GIVEN RECORDS:

########################################

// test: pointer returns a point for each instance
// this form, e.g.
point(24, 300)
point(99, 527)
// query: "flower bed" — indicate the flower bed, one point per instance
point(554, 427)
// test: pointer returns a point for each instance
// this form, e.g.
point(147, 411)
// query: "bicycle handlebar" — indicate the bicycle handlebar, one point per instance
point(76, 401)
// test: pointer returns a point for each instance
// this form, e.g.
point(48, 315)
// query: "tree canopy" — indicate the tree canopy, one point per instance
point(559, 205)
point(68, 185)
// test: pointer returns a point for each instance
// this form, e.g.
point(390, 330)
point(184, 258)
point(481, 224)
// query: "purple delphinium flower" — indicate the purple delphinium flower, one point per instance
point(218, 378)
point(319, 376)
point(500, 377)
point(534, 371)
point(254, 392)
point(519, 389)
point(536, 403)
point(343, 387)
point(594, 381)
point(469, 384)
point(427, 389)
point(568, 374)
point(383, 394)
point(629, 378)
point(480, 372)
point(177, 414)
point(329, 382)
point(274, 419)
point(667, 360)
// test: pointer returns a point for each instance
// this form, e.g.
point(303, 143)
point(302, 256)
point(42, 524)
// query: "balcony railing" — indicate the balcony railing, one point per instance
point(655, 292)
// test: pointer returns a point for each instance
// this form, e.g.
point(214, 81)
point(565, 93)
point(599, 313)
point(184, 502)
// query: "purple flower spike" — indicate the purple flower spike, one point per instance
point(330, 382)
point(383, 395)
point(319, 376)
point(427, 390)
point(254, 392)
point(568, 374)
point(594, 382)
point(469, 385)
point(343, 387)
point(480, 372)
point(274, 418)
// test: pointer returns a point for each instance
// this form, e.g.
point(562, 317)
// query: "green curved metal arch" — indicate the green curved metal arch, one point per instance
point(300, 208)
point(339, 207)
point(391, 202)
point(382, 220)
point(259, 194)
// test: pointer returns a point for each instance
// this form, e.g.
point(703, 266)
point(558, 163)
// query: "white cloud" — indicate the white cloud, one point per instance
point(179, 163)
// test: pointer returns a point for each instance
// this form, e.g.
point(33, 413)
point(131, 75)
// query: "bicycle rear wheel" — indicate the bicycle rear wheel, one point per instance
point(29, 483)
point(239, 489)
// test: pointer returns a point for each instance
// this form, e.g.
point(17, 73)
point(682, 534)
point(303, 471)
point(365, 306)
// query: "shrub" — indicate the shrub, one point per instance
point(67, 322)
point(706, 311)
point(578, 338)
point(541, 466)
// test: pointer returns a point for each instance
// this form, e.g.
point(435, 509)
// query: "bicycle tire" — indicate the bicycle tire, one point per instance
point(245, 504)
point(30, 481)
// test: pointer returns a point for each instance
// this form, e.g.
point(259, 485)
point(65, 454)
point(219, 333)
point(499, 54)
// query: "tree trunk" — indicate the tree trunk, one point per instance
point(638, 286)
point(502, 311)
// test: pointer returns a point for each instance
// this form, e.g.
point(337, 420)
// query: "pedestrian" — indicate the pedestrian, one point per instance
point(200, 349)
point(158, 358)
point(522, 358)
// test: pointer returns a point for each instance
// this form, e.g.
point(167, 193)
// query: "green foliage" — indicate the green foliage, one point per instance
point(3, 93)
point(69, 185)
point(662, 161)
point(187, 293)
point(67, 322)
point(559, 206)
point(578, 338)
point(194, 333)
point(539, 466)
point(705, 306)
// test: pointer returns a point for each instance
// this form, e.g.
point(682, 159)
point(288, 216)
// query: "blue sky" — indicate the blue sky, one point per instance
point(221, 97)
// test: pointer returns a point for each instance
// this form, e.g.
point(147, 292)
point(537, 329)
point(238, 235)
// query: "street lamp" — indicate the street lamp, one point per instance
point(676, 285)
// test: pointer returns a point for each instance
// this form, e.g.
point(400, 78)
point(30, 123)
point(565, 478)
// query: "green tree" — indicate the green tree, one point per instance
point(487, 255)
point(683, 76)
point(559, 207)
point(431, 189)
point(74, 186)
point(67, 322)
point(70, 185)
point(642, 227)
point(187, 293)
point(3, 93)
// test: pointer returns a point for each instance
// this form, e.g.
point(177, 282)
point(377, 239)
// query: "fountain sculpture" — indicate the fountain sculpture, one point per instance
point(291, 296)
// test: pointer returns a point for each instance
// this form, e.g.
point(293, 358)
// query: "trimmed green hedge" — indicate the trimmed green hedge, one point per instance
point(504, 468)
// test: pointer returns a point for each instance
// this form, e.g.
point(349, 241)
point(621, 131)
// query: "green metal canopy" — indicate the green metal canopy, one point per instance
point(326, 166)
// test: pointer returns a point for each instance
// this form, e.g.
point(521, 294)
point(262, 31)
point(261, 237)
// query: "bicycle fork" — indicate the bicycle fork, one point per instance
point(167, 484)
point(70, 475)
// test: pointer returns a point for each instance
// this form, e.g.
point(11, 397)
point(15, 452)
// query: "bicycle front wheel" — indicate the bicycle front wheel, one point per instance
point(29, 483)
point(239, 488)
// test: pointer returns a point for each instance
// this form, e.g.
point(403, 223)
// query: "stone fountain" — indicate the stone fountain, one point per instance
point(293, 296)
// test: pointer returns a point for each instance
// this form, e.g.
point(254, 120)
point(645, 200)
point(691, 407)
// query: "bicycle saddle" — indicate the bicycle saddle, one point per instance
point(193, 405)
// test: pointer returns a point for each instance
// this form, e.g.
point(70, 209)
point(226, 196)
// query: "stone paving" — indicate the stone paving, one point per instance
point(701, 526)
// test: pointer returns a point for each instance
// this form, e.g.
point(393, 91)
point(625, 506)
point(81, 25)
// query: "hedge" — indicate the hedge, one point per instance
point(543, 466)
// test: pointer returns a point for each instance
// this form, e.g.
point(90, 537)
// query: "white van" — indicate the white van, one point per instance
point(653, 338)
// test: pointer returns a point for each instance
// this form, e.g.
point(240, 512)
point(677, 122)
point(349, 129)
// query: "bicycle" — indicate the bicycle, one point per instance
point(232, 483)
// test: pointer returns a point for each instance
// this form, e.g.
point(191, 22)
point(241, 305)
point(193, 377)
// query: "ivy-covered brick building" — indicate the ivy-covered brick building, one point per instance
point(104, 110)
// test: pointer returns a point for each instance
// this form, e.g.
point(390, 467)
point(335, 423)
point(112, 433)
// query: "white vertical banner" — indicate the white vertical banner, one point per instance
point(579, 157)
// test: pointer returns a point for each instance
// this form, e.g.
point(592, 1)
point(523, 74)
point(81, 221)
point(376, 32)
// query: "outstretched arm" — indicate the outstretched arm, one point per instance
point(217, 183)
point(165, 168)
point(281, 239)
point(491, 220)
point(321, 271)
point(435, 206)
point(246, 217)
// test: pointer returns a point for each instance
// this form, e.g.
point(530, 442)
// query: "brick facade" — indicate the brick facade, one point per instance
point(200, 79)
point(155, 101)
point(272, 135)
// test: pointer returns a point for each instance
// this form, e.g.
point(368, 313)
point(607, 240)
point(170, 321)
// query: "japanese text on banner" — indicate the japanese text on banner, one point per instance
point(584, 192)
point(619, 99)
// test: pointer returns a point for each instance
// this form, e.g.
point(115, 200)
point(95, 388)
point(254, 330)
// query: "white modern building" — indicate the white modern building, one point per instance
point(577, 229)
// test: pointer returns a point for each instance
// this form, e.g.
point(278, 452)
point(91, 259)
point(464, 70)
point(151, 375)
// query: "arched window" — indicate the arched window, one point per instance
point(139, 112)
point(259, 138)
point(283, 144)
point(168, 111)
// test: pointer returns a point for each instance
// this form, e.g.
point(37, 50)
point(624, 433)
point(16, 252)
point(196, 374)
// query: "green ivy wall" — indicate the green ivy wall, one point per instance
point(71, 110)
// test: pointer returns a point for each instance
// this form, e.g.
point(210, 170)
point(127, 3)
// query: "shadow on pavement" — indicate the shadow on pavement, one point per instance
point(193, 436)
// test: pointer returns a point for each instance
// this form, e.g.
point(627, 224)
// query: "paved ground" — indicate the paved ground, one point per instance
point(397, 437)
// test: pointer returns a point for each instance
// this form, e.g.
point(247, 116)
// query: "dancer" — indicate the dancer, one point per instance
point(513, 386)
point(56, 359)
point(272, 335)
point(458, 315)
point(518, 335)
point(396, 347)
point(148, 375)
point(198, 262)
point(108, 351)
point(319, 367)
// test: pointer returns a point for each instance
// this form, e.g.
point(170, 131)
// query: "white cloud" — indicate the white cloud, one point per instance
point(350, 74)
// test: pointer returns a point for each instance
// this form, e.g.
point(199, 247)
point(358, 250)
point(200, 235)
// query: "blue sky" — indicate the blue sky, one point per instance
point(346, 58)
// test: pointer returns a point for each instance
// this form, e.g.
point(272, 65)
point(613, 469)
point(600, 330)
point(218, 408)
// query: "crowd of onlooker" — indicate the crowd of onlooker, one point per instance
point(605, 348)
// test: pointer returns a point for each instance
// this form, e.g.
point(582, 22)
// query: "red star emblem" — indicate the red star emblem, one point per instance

########################################

Within the listing above, the range opens at the line with "point(703, 266)" and closes at the line with "point(131, 75)". Reproduce exactly the lines of that range, including both ends.

point(703, 266)
point(558, 163)
// query: "white cloud" — indicate the white cloud, one point per instance
point(179, 163)
// test: pointer returns a point for each instance
// this form, e.g.
point(33, 413)
point(131, 75)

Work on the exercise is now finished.